**Exercise directions:**
Copy out, word for word, the full passage below about teaching remotely during the pandemic.

**Extract provided:**

To help answer that question, Coleman was part of a COVID-19 task force that interviewed 50 students about their experience with distance learning last spring. “We asked what teachers had done well and what teachers could do better,” Coleman said. “It was very eye-opening” and informed instruction and built stronger relationships.

Craig Huseby, IT director at Jesuit High School in Southwest Portland, echoed Coleman and Gilbert when describing one of the pandemic’s biggest hurdles. “We had the learning tools and experience with digital learning days, but curriculum was not set up for the long-haul,” he said. “People underestimated how difficult that would be to transition to a virtual environment.”

For example, if a teacher wanted to show a movie for history class and start and stop the film for discussions, “that’s very hard to do remotely,” said Huseby. But teachers, with his team’s help, were able to make the needed shifts.

“This experience showed me that if you commit to quality remote content it can be done,” he said. “I’ve been amazed at how much has been accomplished.”

Paul Hogan, principal of Jesuit, has been similarly amazed by Huseby, calling him “simply the best there is.”

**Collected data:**
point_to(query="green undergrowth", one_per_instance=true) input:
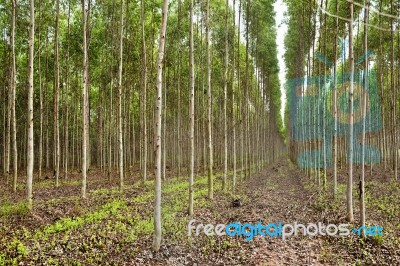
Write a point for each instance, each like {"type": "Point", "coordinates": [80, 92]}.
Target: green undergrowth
{"type": "Point", "coordinates": [120, 219]}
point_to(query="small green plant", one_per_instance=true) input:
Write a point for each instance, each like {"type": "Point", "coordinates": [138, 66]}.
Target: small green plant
{"type": "Point", "coordinates": [19, 209]}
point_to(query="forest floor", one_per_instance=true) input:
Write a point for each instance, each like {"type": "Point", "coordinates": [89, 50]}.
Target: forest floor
{"type": "Point", "coordinates": [113, 227]}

**Solution for this exercise:**
To help answer that question, Coleman was part of a COVID-19 task force that interviewed 50 students about their experience with distance learning last spring. “We asked what teachers had done well and what teachers could do better,” Coleman said. “It was very eye-opening” and informed instruction and built stronger relationships.

Craig Huseby, IT director at Jesuit High School in Southwest Portland, echoed Coleman and Gilbert when describing one of the pandemic’s biggest hurdles. “We had the learning tools and experience with digital learning days, but curriculum was not set up for the long-haul,” he said. “People underestimated how difficult that would be to transition to a virtual environment.”

For example, if a teacher wanted to show a movie for history class and start and stop the film for discussions, “that’s very hard to do remotely,” said Huseby. But teachers, with his team’s help, were able to make the needed shifts.

“This experience showed me that if you commit to quality remote content it can be done,” he said. “I’ve been amazed at how much has been accomplished.”

Paul Hogan, principal of Jesuit, has been similarly amazed by Huseby, calling him “simply the best there is.”